Excerpt provided -
As to the third ground of refusing the motion, we are satisfied that the evidence required submission of the issue to the jury. Defendant's agents at Dillion and Edgefield were both fully informed of all the facts and circumstances, and notwithstanding they knew of the delay, and could easily have ascertained the cause of it, and could have saved plaintiffs the annoyance, inconvenience and expense caused by it, they made no effort whatever to do so. Their conduct manifested an indifference to the rights of plaintiffs which defendant's evidence falls far short of excusing.

Appellant complains of the instruction that: "Recklessness may be presumed where there is a very unreasonable delay in the delivering of a telegram, not explained to the satisfaction of the jury."

The error assigned is that, while long and unexplained delay is evidence from which recklessness may be inferred, there is no presumption of law of recklessness arising from such delay — that the law does not presume a wilful dereliction *241 of duty. There is a difference between presumptions of law and presumptions of fact. But the context here shows clearly that the word "presumed" was used in the sense of "inferred," and evidently the jury were not misled to defendant's prejudice.

Appellant's next contention is that it should be absolved from liability, because the bank in Charleston had closed for the day, when the pay order reached its Charleston agent, and, therefore, it should not have been expected to complete the transaction until a reasonable time after the bank opened for business on Monday, because defendant's rules required the money to be transmitted through the agency of that bank. There would be some force in that contention if the business had been accepted, subject to that or such like causes of delay, or if Mr. Reaves had merely deposited the money to be sent, without making inquiry, as to the existence of causes of delay. But he made the inquiry, and was told that his wife should get the money within 30 minutes. The Dillon agent knew — says he knew — that the transaction would have to be handled through the bank, because Edgefield was not a pay order office, and, notwithstanding he knew the facts, and knew that it was then after banking hours, for Mr. Reaves had called his attention to that fact by telling him that he could not pay him the money in cash, but would have to give him a check, because the bank had closed for the day, he accepted the business and assured Mr. Reaves of prompt delivery of the money to his wife, without giving him any intimation of the possibility, or even probability, of delay for any such reasons. If Mr. Reaves had been informed of the probability of delay for such reasons, as under the circumstances he ought to have been, then he would not have been heard to complain of reasonable delay caused thereby. But, as he was not informed when he should have been, it is too late now for defendant to set them up as grounds of excuse or defense. *242 If he had been informed, he would at least have had the opportunity of trying to get the money to his wife in some other way.

Problems to work on -
1 – Summarize the court opinion excerpt above in two sentences.
2 – In the court opinion excerpt above, how soon was Mr. Reaves told that his wife would receive the money?
3 – Extend the court opinion excerpt above by writing what follows its final sentence.

(Coordinate annotation entries)
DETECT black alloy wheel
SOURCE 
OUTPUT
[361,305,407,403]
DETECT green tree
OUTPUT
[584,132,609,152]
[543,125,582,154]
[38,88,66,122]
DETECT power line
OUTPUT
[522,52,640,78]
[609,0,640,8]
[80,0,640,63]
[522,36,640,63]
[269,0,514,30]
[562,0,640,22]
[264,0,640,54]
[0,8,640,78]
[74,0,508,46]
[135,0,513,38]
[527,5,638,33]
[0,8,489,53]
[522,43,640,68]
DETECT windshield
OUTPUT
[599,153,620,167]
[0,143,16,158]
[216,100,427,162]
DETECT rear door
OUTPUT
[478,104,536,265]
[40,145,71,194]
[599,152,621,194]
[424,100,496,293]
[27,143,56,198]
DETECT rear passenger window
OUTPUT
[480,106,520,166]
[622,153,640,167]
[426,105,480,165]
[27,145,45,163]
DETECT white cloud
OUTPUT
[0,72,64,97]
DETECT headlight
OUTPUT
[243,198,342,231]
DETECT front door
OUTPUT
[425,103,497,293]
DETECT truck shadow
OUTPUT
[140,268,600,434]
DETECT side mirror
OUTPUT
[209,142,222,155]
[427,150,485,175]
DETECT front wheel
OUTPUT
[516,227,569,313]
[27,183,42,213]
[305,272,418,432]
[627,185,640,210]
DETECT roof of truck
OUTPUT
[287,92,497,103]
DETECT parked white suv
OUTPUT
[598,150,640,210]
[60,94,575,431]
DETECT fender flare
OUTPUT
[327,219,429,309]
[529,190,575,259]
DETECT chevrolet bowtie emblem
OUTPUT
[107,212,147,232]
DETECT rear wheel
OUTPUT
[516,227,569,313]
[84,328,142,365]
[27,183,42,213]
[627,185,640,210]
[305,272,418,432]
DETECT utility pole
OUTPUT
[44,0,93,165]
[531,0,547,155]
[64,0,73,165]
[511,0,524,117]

Results for each task -
1 – The court finds that the evidence required sending the issue to the jury, since the defendant's agents knew of the delay yet made no effort to prevent it, and that the instruction's word "presumed" was used in the sense of "inferred" and did not mislead the jury. It also refuses to excuse the defendant on the ground that the Charleston bank had closed, because the Dillon agent knew the facts yet assured Mr. Reaves that his wife would get the money within 30 minutes without mentioning any possible delay.

2 – Within 30 minutes.

3 –
There is no doubt of the right of the bank to establish business hours and conform to them, and no doubt of defendant's right to establish reasonable office hours and reasonable rules and regulations for the transaction of its business, including the business in question, and to select its own agents and agencies for the transaction of that business, and prescribe by rule in minutest detail how it shall be done. But these matters are scarcely relevant to the issue, for it was defendant's duty, under the circumstances, to inform Mr. Reaves of the probability of delay for the reasons which it now urges in excuse and extenuation, and, having failed to do so, it was its duty to make some effort to do what it contracted and was paid to do. There is no evidence that the bank in Charleston, or any of its officers, was even asked on Saturday to wire the bank in Edgefield to pay the money. That might at least have been done. And even after defendant's agents knew the cause of delay, they made no effort to assist plaintiff's wife to get the money. That, too, might, and, under the circumstances, should have been done.